Task objective
Count how many lines in the items below contain the string "lamp", treating uppercase and lowercase as different. Reply with the number alone.
━━━━━━━━
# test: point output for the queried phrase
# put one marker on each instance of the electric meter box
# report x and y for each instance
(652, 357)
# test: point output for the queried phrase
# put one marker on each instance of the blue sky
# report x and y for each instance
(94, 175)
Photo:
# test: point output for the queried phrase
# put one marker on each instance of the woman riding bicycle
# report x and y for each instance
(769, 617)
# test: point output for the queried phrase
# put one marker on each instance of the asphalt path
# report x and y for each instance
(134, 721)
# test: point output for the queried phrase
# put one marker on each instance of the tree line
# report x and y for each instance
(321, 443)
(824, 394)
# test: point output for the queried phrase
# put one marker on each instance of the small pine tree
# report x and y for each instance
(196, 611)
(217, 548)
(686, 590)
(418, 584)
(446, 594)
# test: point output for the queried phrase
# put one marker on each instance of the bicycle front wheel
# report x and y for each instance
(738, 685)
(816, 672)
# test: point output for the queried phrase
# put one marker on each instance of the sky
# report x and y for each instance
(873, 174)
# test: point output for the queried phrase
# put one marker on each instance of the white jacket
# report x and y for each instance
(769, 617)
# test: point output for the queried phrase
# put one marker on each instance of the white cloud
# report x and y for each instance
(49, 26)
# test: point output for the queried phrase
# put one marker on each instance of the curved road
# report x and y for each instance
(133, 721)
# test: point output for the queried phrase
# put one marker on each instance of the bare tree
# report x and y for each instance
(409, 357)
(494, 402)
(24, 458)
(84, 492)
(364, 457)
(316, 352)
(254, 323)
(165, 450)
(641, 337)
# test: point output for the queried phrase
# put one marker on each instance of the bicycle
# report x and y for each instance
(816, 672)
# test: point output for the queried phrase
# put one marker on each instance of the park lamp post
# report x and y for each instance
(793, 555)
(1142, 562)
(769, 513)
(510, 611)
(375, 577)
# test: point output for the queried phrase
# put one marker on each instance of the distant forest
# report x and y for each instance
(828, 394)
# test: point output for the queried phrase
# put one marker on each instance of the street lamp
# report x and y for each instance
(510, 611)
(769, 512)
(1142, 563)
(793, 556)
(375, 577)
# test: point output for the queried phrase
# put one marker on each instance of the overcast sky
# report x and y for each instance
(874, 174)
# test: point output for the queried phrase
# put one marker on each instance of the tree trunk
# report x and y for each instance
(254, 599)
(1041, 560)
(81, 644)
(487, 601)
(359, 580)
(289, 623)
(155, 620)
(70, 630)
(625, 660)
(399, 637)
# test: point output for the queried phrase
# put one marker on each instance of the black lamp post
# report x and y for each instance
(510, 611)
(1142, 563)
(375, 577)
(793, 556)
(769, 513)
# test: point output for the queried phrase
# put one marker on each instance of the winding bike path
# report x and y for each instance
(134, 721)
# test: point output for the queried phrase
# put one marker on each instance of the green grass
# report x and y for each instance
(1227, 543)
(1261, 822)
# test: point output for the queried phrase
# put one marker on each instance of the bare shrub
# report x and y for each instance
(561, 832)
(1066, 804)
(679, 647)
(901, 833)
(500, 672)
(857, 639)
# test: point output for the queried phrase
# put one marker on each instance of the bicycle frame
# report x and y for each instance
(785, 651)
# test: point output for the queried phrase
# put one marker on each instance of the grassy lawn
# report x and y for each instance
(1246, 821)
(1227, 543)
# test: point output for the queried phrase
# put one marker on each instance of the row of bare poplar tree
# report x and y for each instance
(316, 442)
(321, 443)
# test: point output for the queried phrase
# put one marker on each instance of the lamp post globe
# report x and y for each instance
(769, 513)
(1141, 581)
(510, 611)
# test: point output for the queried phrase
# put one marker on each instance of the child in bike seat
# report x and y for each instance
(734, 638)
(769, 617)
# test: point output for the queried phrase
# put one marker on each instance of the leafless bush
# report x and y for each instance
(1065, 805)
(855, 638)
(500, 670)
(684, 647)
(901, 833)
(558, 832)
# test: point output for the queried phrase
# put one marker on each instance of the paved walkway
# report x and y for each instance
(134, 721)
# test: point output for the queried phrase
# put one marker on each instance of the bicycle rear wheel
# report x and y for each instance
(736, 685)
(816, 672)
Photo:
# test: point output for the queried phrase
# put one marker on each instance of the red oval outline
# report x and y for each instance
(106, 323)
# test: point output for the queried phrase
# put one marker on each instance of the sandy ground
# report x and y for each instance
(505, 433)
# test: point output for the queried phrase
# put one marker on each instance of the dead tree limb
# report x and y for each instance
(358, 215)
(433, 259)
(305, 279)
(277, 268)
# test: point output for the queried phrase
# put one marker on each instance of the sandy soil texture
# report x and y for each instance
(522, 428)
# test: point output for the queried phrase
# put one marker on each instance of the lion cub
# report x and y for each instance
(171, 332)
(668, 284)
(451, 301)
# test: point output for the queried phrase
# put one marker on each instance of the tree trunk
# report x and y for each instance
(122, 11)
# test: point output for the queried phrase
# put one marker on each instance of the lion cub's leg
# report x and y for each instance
━━━━━━━━
Exercise response
4